— start Excerpt —

Yes. If we know any four consecutive terms of $S$, we can calculate "the whole sequence", i.e. we know the terms after these four, as well as those before. Since there are only finitely many combinations of four digits, that means that some combination will repeat itself. Obviously, somewhere between those two occurences, digits $1, 9, 8, 2$ come up again. By calculating the four terms before $1, 9, 8, 2$, we see that those are exactly $3, 0, 4, 4$ ($x_4 + 1 + 9 + 8\equiv 2 \,(\cdot10)$ implies $x_4 = 4$, $x_3 + 4 + 1 + 9\equiv 8 \, (\cdot 10)$ implies $x_3 = 4$, $x_2 + 4 + 4 + 1\equiv 9 \, (\cdot 10)$ yields $x_2 = 0$, and finally $x_1 + 0 + 4 + 4\equiv 1 \, (\cdot 10)$ yields $x_1 = 3$). We conclude that digits $3, 0, 4, 4, 1, 9, 8, 2$ come up consecutively in $S$.

Could you please explain a little more this? idioteque wrote: that means that some combination will repeat itself. Obviously, somewhere between those two occurences, digits $1, 9, 8, 2$ come up again.

Going backwards from the first occurence of that 4-digit combination, we will get to the beginning of this sequence, i.e. to $1, 9, 8, 2$. That means that going backwards from the second occurence of that 4-digit combination we will also get to $1, 9, 8, 2$, since we use the same rule to find the digits before... This actually means this sequence is periodic. Let's say that digits $0, 8, 6, 3$ (in that order) repeat themselves. Going back from the first occurence of it, we find that the members before are (I write them in the order we calculate them) $9, 9, 0, 2, 8, 9, 1$. We see that we came to $1, 9, 8, 2$, which means that $1, 9, 8, 2$ will also appear if we calculate terms before second occurence of $0, 8, 6, 3$. Regardless of that "repeating" combination, going back from the first occurence of it, we will get to $1, 9, 8, 2$ (beginning of the sequence), so we know that $1, 9, 8, 2$ appear somewhere between the first two occurences of that repeating combination. I hope it's somewhat clearer...

— end Excerpt —

Problem statement
In the forum thread, which four digits come immediately before 1, 9, 8, 2 in the sequence?

— start Extracted entries —

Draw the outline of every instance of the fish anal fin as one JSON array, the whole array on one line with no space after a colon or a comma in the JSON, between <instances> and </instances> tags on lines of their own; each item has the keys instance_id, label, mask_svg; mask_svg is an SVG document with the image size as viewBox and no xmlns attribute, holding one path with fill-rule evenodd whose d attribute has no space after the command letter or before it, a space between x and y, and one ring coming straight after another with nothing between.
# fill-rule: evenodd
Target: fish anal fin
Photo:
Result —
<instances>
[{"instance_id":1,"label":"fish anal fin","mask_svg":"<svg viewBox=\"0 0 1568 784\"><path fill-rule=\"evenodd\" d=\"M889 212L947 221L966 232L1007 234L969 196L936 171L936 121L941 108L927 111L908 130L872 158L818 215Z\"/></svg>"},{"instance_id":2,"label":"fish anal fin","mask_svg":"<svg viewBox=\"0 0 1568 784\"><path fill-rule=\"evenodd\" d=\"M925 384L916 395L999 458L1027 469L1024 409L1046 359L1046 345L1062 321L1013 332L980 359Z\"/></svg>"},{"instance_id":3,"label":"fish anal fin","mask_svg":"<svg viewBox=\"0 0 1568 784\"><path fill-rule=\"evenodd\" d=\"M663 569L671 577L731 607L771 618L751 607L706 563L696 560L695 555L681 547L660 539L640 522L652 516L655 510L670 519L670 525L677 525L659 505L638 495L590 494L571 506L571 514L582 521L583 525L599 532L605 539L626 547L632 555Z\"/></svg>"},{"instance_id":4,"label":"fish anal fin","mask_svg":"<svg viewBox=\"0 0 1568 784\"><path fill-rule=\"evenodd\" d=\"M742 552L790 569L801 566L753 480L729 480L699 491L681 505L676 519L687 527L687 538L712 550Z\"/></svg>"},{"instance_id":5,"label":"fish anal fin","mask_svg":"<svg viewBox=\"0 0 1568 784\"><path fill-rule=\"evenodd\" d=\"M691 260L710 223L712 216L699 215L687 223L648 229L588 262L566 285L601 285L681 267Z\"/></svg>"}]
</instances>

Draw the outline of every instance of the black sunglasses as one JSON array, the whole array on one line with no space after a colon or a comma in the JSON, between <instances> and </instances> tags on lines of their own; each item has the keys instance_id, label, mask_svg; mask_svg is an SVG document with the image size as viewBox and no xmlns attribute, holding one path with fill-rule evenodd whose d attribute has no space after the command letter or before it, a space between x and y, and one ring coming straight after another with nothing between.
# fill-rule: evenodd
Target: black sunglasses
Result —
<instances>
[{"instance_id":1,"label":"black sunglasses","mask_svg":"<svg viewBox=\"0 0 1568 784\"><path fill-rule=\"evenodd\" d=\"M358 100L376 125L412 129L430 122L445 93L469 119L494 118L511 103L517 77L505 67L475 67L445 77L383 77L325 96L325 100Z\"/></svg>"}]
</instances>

— end Extracted entries —

Solution for this problem
3, 0, 4, 4